Step introducing the principles of programme evaluation in the planning cycle.
SPEAKER 1: Welcome. By the end of this presentation, you will be able to define evaluation, and describe the role, process, and timing of an evaluation.
Step 6 is the evaluation phase of a project plan and is the end stage of the planning cycle. Step 6 activities must also be planned at the beginning of the project.
Evaluation is defined as, a scientifically rigorous critical assessment of the degree to which health services fulfil stated objectives. In other words, evaluation is a scientific approach that measures the change between, before, and after a programme or project is carried out. It also takes into account any unexpected consequences of the programme. An evaluation helps us to discover both the intended and the unintended consequences of a plan. This helps planners to fully understand all of a programme’s outputs and outcomes, not just those included in the plan.
Ideally, evaluations are planned at the very start of a programme, and resources for it are allocated and ring fenced.
When should planners and managers evaluate? Ongoing– during the programme at the end of the pre-agreed time period, often midway through a programme. Terminal– this is 6 to 12 months after a programme has been completed. And ex-post evaluation– this is several years after the end of a programme when full impact should have been realised.
Who does an evaluation? Evaluation is an activity that must be unbiased. So it is best to recruit an external consultant or a team to carry it out. Stakeholders– that includes the community, eye care professionals, and funders– may also be involved as support and source of direction or information for the evaluation.

────────────────────

- [Your task]:
Answer these questions using the text on program evaluation above.
1. Which step of the planning cycle is the evaluation phase?
2. How long after a program ends is a terminal evaluation carried out?
3. Whom is it best to recruit to carry out an evaluation?

────────────────────

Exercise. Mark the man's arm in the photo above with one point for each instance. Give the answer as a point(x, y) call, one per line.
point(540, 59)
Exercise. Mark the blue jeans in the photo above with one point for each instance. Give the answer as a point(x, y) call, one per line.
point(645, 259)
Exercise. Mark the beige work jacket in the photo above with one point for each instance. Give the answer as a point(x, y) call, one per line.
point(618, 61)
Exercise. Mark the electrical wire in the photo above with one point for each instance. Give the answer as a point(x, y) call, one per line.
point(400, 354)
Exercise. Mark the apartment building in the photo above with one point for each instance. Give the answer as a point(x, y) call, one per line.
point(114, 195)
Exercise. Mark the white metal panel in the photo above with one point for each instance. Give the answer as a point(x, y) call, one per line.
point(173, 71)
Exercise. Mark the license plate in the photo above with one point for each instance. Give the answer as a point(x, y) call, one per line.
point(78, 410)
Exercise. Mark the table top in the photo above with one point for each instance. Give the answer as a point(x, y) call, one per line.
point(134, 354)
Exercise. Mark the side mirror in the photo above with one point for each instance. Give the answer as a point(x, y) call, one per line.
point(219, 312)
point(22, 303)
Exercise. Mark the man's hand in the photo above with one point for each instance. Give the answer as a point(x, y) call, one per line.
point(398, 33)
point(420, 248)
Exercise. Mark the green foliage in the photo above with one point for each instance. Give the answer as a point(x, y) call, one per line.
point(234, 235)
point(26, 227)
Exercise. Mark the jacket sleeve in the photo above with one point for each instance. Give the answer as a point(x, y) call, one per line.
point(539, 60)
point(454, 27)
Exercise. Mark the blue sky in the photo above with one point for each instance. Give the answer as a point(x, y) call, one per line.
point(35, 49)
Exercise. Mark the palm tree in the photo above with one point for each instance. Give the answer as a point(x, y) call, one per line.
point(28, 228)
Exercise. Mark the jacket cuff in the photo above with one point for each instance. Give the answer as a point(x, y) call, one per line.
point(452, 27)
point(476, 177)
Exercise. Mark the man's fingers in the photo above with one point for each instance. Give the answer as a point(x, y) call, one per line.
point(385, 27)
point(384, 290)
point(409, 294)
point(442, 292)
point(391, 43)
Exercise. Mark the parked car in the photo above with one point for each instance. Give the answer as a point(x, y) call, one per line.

────────────────────

- [Final result]:
1. Step 6.
2. 6 to 12 months after the program has been completed.
3. An external consultant or a team.